Please copy out each line of the data below without any changes.

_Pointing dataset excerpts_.
--
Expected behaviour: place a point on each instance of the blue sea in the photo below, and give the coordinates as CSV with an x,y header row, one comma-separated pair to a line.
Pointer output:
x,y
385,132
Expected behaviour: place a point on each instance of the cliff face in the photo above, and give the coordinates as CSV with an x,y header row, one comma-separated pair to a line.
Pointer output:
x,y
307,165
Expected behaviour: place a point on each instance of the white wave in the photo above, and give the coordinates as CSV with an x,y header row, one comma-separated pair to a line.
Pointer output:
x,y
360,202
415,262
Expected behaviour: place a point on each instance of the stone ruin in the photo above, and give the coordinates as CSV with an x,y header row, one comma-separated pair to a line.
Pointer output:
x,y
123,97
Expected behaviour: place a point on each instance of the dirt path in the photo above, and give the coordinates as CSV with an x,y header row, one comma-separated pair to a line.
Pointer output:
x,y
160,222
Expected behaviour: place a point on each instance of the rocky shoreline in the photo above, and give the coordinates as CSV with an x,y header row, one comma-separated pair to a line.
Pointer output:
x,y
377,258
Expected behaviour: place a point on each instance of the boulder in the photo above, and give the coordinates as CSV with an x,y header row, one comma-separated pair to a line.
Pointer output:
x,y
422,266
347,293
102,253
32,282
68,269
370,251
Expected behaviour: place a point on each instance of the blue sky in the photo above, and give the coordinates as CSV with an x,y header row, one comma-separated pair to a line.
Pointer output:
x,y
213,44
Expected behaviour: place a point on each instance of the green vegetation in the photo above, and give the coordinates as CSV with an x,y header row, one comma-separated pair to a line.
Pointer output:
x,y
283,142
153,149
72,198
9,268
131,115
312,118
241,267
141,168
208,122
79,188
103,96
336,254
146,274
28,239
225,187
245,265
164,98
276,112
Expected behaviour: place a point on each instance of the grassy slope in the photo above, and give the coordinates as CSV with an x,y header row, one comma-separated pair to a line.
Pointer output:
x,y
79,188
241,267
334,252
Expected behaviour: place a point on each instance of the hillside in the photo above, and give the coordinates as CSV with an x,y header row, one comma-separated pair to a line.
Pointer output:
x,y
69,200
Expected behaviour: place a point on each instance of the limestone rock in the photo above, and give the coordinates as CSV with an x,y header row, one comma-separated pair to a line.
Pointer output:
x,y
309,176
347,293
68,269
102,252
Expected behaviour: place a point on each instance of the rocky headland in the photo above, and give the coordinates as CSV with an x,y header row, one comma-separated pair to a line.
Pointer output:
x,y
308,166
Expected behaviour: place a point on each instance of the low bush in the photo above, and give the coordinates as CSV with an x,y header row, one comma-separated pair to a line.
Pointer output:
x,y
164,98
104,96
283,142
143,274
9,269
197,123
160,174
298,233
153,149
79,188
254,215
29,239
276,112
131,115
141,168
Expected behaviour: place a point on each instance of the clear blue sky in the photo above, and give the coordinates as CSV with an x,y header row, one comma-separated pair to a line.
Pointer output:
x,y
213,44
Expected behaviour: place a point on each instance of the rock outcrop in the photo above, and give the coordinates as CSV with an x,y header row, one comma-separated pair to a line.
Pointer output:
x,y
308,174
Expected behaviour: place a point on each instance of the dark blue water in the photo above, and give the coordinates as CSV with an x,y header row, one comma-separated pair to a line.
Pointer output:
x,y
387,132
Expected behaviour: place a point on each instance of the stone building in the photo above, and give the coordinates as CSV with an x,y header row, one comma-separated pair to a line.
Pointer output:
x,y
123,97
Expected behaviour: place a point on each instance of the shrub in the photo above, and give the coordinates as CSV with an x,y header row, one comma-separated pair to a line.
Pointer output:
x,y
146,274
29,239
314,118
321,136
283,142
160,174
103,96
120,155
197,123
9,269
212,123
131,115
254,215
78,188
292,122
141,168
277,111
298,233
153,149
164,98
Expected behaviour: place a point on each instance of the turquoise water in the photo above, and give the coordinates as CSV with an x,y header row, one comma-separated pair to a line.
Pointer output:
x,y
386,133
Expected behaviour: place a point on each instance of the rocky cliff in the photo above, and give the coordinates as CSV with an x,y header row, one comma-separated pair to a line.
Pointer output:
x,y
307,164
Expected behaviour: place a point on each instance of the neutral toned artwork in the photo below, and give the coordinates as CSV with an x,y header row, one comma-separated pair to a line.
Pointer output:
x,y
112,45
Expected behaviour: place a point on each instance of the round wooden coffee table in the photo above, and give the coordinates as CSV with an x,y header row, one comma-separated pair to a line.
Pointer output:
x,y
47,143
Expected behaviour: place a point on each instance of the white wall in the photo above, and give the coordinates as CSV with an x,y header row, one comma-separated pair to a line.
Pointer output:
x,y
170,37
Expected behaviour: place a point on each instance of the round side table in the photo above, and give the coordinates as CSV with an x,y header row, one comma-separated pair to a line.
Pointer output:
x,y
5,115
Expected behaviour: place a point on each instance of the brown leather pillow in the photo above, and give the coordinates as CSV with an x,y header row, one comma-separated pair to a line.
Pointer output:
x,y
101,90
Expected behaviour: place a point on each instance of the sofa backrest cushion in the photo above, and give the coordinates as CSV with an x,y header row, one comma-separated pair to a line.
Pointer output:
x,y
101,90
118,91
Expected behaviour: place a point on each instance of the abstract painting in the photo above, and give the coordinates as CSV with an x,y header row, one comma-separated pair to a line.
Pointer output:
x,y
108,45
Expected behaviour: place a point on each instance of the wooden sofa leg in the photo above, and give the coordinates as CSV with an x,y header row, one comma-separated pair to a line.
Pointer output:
--
_Solution below_.
Expected behaviour: place a point on each instance of the blue sea in the photo below, and give the coordinates as CSV with an x,y header row, one comma-separated pair to a line.
Pointer output:
x,y
385,132
Expected behaviour: place a point on each instance of the cliff face in the photo above, and give the coordinates as CSV with an x,y header row, one comma-separated pair to a line.
Pointer output:
x,y
307,165
Expected behaviour: place a point on each instance of the white wave in the photo above, and give the coordinates as CSV with an x,y header row, one comma-separated pair to a line.
Pointer output:
x,y
360,202
415,262
Expected behaviour: place a point on each instance of the stone ruin in the photo above, and give the coordinates as CSV with an x,y header row, one comma-separated pair to a line.
Pointer output:
x,y
123,97
Expected behaviour: place a point on each instance of the dirt path in the photo above, and give the coordinates as CSV with an x,y header row, one comma-separated pair to a line.
Pointer output:
x,y
160,222
Expected behaviour: place a point on each instance of the rocky shoreline in the photo above, and give the coordinates as CSV with an x,y header row, one comma-separated pair to a line.
Pointer output:
x,y
377,258
Expected behaviour: place a point on each instance of the boulder in the photo above, and give the coordinates as CSV with an x,y header row, one comma-separated pair to a line.
Pointer output:
x,y
422,266
347,293
102,253
32,282
68,269
370,251
Expected behaviour: place a point on each instance of the blue sky in the photo above, and give the coordinates as CSV with an x,y header row, one comma-separated pair to a line.
Pointer output:
x,y
213,44
Expected behaviour: place a point on each instance of the green vegetation in the photo above, and give the coordinates as CSV with an x,y header row, one comma-separated pair to a line.
Pointer output:
x,y
283,142
153,149
72,198
9,268
131,115
312,118
241,267
141,168
208,122
79,188
103,96
336,254
146,274
28,239
225,187
245,265
164,98
276,112
Expected behaviour: place a point on each instance of the grassy slope in the photo above, and give the coordinates as CSV with an x,y header row, one comma-separated pair to a line.
Pointer output:
x,y
79,188
241,267
334,252
Expected behaviour: place a point on each instance of the hillside in the photo above, and give the coordinates as CSV with an x,y header row, one comma-separated pair to a line.
Pointer output:
x,y
69,200
Expected behaviour: place a point on each instance of the limestone rock in the photo above, and give the coordinates as CSV with an x,y header row, one comma-separated pair to a line.
Pointer output:
x,y
309,176
347,293
68,269
102,252
Expected behaviour: place a point on each instance of the rocky headland in the photo above, and give the coordinates as CSV with an x,y header row, one comma-separated pair to a line.
Pointer output:
x,y
308,166
Expected behaviour: place a point on each instance of the low bush in the photo above, and give the coordinates as CSV with an x,y header row, one comma-separated pair to a line.
Pointer output:
x,y
164,98
104,96
283,142
143,274
9,269
197,123
160,174
298,233
153,149
79,188
254,215
29,239
276,112
131,115
141,168
Expected behaviour: place a point on each instance of the clear blue sky in the photo above, and give the coordinates as CSV with an x,y header row, one comma-separated pair to a line.
Pointer output:
x,y
213,44
Expected behaviour: place a point on each instance of the rock outcrop in the photo above, and give the coordinates as CSV with an x,y header row, one comma-separated pair to a line.
Pointer output:
x,y
308,174
Expected behaviour: place a point on each instance of the dark blue water in the photo above, and give the coordinates as CSV with an x,y header row, one comma-separated pair to a line.
Pointer output:
x,y
387,132
Expected behaviour: place a point on each instance of the stone building in the photo above, and give the coordinates as CSV with an x,y header row, one comma-separated pair to a line.
Pointer output:
x,y
123,97
Expected behaviour: place a point on each instance of the shrub in the photo above, and give the coordinates as CSV with an x,y header row, one comma-separated pair to a line.
Pointer output:
x,y
146,274
29,239
314,118
321,136
283,142
160,174
103,96
120,155
197,123
9,269
212,123
131,115
254,215
78,188
292,122
141,168
277,111
298,233
153,149
164,98
Expected behaviour: place a point on each instance of the turquoise water in the photo above, and give the coordinates as CSV with an x,y header row, one comma-separated pair to a line.
Pointer output:
x,y
386,133
Expected behaviour: place a point on each instance of the rocky cliff in the photo above, and give the coordinates as CSV with an x,y header row, one comma-separated pair to a line.
Pointer output:
x,y
307,164
Expected behaviour: place a point on each instance of the neutral toned artwork in the photo below, and give the coordinates as CSV with an x,y header row, one comma-separated pair to a line.
Pointer output:
x,y
112,45
Expected behaviour: place a point on each instance of the round wooden coffee table in the photo above, and give the coordinates as CSV with an x,y header row, one comma-separated pair to a line.
Pointer output:
x,y
47,143
Expected behaviour: place a point on each instance of the white wall in the photo above, and give the coordinates as CSV with an x,y header row, one comma-separated pair to a line.
Pointer output:
x,y
170,37
Expected behaviour: place a point on each instance of the round side table in the photo above, and give the coordinates as CSV with an x,y header row, one comma-separated pair to a line.
Pointer output:
x,y
5,115
Expected behaviour: place a point on each instance of the brown leather pillow in the photo above, and give the coordinates as CSV with an x,y header row, one comma-separated pair to a line.
Pointer output:
x,y
101,90
Expected behaviour: place a point on each instance of the sofa backrest cushion in the photo above, and give the coordinates as CSV with an x,y header row, one comma-separated pair to a line.
Pointer output:
x,y
101,90
118,91
Expected behaviour: place a point on each instance of the abstract painting in the photo above, and give the coordinates as CSV with an x,y header row, one comma-separated pair to a line.
Pointer output:
x,y
108,45
Expected behaviour: place a point on each instance of the wooden sofa leg in the photo above, and give the coordinates as CSV with an x,y header row, one comma-separated pair to a line.
Pointer output:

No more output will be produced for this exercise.